II. Adam and Eve connect with their children

Immediately, Adam and Eve connect with their children (their “neighbor” so to speak) and began to teach them how to connect with God. We see the philosophy behind the 10 commandments and the Greatest Commandment being set here in the very beginning, connect with God, connect with others, and help them connect with God. Adam and Eve’s sons, Cain and Abel, both received the same education from their parents. They learned how to connect with God and how to walk with Him daily. I think that it is interesting to see two siblings with the same education and upbringing turn out so differently.

III. Abel connects with God

Abel connected with God as his parents taught him to do. It seems that he had a good relationship with his parents as a result of being taught and connected with God. As best he could, he tried to connect with his brother Cain and have a good relationship with him. We see that Abel knew what kind of sacrifice to bring to God. They could not come to God any way that they wanted. They had to come to Him according to His terms since they were sinners and He is holy. Abel understood the importance of complete obedience and submission to God’s will and ways. Because of Abel’s relationship with God and obedience, he is mentioned in the “Hall of Faith” in Hebrews 11. What about Cain?

**TASKS FOR THIS EXERCISE**
1) In the passage on Adam, Eve and their sons, what are the three parts of the philosophy it says was set in the very beginning?
2) Where is Abel mentioned in the "Hall of Faith," according to the passage on Adam, Eve and their sons?
3) Continue the passage on Adam, Eve and their sons from its final sentence.

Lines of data
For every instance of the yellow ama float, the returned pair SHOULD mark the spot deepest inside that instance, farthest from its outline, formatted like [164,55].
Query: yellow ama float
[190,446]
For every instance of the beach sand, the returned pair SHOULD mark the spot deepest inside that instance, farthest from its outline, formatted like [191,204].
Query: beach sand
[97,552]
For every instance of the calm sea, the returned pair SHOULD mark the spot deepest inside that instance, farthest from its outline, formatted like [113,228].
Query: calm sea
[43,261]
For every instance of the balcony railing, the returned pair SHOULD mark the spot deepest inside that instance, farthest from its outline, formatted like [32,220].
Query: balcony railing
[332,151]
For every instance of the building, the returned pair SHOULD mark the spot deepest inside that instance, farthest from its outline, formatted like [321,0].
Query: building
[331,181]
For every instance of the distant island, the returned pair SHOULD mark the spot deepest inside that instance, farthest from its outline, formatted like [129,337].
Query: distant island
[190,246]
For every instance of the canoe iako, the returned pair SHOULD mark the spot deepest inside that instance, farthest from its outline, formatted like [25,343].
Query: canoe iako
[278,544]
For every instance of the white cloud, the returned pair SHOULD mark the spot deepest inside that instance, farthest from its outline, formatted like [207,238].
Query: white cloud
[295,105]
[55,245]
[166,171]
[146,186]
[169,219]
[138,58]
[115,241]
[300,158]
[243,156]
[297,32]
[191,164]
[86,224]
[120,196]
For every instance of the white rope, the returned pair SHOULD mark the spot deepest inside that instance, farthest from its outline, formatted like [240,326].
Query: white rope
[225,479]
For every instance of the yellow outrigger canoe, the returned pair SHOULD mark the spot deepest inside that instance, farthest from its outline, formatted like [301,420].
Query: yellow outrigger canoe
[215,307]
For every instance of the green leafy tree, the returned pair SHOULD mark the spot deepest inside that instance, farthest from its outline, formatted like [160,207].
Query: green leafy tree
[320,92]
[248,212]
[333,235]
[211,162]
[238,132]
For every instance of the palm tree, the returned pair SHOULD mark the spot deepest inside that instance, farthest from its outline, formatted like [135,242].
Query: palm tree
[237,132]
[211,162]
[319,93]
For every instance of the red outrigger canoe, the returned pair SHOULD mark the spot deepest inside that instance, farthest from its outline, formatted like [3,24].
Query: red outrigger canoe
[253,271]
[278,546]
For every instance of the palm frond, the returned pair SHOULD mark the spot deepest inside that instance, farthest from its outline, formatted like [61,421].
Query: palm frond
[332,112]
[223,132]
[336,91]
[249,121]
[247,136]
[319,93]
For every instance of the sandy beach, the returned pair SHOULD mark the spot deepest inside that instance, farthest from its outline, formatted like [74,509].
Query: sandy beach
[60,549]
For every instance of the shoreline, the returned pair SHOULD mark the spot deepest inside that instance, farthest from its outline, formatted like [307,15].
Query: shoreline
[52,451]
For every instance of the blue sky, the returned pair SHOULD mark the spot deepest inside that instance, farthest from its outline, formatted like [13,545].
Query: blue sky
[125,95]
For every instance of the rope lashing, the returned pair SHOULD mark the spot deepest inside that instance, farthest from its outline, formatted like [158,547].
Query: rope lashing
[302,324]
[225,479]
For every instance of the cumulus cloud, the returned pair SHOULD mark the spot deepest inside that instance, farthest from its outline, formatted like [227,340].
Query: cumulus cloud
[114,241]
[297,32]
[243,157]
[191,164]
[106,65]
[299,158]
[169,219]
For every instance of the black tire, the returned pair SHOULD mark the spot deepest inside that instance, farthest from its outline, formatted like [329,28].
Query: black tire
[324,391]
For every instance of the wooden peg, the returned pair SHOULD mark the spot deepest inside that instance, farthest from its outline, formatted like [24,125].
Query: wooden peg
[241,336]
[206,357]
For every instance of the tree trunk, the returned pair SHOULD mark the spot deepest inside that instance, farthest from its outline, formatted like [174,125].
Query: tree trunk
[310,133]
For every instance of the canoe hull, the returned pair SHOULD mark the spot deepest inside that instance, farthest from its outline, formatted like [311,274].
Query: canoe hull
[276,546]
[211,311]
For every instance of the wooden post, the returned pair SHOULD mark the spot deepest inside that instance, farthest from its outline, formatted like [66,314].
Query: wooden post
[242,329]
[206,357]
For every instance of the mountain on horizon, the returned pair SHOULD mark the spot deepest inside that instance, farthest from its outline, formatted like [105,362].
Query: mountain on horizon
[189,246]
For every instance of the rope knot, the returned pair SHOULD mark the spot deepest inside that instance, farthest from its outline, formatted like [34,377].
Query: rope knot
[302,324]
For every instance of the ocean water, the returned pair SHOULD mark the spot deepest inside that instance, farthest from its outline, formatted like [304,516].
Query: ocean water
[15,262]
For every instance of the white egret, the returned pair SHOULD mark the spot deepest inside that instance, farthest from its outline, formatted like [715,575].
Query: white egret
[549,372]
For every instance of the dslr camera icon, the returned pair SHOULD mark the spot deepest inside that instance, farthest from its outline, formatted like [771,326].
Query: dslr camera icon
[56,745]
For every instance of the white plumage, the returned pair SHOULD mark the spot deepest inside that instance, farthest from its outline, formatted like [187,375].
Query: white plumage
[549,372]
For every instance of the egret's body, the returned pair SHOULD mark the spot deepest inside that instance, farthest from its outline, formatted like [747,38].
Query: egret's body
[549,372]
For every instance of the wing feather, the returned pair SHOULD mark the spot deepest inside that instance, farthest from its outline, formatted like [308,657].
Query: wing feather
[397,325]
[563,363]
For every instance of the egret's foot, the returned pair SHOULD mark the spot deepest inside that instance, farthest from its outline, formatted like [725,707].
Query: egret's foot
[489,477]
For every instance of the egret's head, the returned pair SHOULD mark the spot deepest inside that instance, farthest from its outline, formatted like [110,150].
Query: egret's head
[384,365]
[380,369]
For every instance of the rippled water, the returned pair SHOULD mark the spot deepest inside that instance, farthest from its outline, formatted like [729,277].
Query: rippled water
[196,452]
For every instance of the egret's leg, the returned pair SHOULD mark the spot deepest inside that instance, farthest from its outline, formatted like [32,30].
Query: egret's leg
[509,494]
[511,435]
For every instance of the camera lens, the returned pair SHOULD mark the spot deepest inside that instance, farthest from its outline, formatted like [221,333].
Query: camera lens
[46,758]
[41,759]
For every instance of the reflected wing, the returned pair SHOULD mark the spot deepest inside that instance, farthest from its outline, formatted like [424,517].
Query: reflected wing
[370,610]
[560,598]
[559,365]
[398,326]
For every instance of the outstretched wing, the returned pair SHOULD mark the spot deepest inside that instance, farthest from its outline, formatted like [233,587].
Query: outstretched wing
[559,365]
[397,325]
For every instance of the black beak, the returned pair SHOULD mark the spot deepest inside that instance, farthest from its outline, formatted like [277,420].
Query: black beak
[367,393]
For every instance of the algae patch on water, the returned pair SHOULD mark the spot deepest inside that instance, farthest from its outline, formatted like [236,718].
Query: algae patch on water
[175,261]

**THE ANSWERS**
1)
- Connect with God
- Connect with others
- Help them connect with God

2) Hebrews 11

3)
IV. Cain rejects God

Cain had the same parents, the same upbringing, and the same opportunity to connect with God, yet, he chose to reject God. Cain does not reject God right away. He masks his rebellion while being partially obedient to God. He does offer a sacrifice, but, his sacrifice is what he wants to bring instead of what God required him to bring. He went through the motions of obedience but his heart was not in it. Cain had a problem with anger and it got to the point where his anger controlled him. Once controlled by anger, he began to hate his brother and probably God too because of the way that he acts towards God and ultimately rejects God. God wanted to connect with Cain just as He had done with Abel. Cain ends up murdering his brother Abel and then chooses to run away from God instead of coming to Him and asking for forgiveness and restoration. Cain was never really connected with God and he proved it by his attitude and actions.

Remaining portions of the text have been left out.